EXERCISE DIRECTIONS:
Gather every line of the items below that contains the word "bark", and copy each such line in full.

(Region labeling items)
** START **
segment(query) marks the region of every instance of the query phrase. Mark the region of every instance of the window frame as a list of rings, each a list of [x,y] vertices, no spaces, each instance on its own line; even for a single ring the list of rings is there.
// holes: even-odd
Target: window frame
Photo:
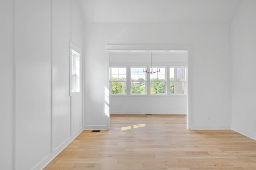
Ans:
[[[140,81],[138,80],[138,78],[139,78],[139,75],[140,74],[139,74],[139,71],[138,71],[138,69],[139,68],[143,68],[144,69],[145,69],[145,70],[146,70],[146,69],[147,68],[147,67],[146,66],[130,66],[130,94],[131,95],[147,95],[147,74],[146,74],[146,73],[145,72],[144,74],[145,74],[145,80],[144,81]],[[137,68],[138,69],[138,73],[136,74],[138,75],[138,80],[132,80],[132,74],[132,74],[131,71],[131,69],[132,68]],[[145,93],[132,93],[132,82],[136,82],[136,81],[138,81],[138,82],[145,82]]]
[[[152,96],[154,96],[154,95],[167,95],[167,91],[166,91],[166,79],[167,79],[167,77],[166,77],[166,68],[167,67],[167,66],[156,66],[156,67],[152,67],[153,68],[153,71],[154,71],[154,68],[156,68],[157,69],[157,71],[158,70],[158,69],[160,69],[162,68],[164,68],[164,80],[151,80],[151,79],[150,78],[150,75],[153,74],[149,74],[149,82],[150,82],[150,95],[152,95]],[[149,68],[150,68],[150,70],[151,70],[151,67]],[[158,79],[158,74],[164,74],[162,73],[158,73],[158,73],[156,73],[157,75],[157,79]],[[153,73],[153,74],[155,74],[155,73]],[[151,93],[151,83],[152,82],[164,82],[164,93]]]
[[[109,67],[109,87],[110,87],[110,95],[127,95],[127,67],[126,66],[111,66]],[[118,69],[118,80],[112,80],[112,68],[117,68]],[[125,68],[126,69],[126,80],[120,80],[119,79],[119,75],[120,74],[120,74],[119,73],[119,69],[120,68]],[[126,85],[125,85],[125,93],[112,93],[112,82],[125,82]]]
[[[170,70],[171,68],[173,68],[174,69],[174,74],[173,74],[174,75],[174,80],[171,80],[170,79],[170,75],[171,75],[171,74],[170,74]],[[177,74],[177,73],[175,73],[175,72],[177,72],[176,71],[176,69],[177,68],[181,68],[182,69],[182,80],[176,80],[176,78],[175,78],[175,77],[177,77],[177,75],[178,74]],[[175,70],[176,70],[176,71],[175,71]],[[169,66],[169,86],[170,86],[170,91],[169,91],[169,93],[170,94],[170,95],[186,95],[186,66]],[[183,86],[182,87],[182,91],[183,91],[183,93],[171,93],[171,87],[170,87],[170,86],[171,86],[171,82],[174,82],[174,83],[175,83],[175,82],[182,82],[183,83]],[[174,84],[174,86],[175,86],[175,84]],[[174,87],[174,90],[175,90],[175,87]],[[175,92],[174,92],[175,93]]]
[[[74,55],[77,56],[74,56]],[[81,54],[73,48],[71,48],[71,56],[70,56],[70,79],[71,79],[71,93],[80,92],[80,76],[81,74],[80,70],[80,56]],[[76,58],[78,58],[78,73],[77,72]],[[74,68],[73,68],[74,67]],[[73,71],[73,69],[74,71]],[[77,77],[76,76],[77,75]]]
** END **
** START **
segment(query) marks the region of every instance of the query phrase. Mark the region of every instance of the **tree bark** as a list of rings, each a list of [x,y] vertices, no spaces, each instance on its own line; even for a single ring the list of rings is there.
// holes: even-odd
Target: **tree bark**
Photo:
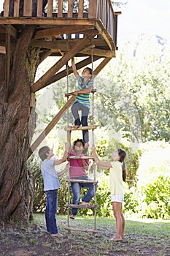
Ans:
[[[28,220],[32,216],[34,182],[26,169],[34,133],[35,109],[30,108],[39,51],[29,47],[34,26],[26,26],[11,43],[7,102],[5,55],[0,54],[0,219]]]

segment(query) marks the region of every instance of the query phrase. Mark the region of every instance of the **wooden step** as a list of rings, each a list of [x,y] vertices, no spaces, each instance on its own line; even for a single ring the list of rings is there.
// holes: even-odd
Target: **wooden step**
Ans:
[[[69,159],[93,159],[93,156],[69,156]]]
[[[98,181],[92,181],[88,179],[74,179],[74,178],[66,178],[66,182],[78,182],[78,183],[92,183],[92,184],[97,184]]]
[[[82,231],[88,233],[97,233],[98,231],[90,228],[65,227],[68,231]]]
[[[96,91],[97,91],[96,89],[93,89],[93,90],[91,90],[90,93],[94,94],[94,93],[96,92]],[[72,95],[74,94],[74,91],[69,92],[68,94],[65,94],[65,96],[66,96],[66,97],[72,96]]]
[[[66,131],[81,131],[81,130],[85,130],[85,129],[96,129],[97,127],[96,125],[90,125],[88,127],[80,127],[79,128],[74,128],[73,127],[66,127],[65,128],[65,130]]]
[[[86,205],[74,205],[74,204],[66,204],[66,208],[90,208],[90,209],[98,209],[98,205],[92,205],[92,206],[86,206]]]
** END **
** START **
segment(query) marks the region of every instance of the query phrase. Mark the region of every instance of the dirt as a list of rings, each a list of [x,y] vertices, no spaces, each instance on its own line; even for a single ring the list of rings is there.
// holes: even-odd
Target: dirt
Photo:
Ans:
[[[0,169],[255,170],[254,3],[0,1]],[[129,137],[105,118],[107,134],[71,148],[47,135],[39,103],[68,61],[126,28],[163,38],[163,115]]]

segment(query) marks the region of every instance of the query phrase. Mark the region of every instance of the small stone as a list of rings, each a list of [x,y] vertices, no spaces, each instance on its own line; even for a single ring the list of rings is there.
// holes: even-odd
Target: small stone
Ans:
** END **
ANSWER TO THE EXERCISE:
segment(query) marks the region of every instance of the query phrase. Mark the region of every instance of the **tree bark** as a list of rings, each a list of [x,y] vertices, no spaces, each instance on its own line; even for a single ring the list of rings is there.
Target: **tree bark**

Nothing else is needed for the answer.